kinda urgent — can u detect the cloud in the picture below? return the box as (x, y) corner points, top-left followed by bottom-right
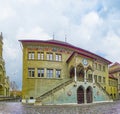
(16, 26), (52, 40)
(0, 0), (120, 90)
(0, 2), (16, 21)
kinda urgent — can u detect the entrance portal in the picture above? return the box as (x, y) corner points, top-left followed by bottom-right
(77, 86), (84, 104)
(86, 86), (93, 103)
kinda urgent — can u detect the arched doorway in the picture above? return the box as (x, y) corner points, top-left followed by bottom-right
(86, 86), (93, 103)
(77, 86), (84, 104)
(0, 85), (3, 96)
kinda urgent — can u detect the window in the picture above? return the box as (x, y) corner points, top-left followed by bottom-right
(56, 69), (61, 78)
(56, 54), (62, 61)
(98, 76), (101, 82)
(94, 75), (97, 82)
(47, 69), (53, 78)
(95, 63), (97, 69)
(37, 68), (44, 77)
(28, 68), (35, 77)
(28, 52), (34, 60)
(38, 52), (44, 60)
(88, 74), (92, 82)
(98, 64), (101, 71)
(47, 53), (53, 61)
(103, 77), (106, 83)
(103, 66), (105, 72)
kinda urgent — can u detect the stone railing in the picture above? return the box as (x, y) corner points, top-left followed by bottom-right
(96, 82), (112, 100)
(36, 79), (73, 101)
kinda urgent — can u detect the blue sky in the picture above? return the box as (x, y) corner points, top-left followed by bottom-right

§

- **What you should do**
Repeat the listing word for word, omitting the pictures.

- **Task result**
kinda urgent — can u detect the cloud in the picture below? return the box as (x, y) corner points, top-left followed by bottom-right
(16, 26), (52, 40)
(0, 0), (120, 90)
(0, 2), (16, 21)
kinda urgent — can u detect the entrance portal in the picture above? return the box as (x, y) corner points, top-left followed by bottom-right
(77, 86), (84, 104)
(86, 86), (93, 103)
kinda urgent — can u detect the arched doorway in the picture above? return the box as (x, y) corner points, top-left followed by bottom-right
(86, 86), (93, 103)
(77, 86), (84, 104)
(0, 85), (3, 96)
kinda urgent — can u detect the window in the picture above? return the box as (x, y) corner points, top-left followed by bottom-right
(56, 69), (61, 78)
(56, 54), (62, 61)
(98, 76), (101, 82)
(94, 75), (97, 82)
(47, 69), (53, 78)
(95, 63), (97, 69)
(37, 68), (44, 77)
(28, 68), (35, 77)
(28, 52), (34, 60)
(38, 52), (44, 60)
(88, 74), (92, 82)
(98, 64), (101, 71)
(47, 53), (53, 61)
(103, 77), (106, 83)
(103, 66), (105, 72)
kinda urgent — can u detect the stone railing in the picture above? return the box as (x, y) corner points, top-left followed by bottom-right
(96, 82), (112, 100)
(36, 79), (73, 101)
kinda urgent — can u detect the blue sky in the picture above? return the box as (x, y) corner points, top-left followed by bottom-right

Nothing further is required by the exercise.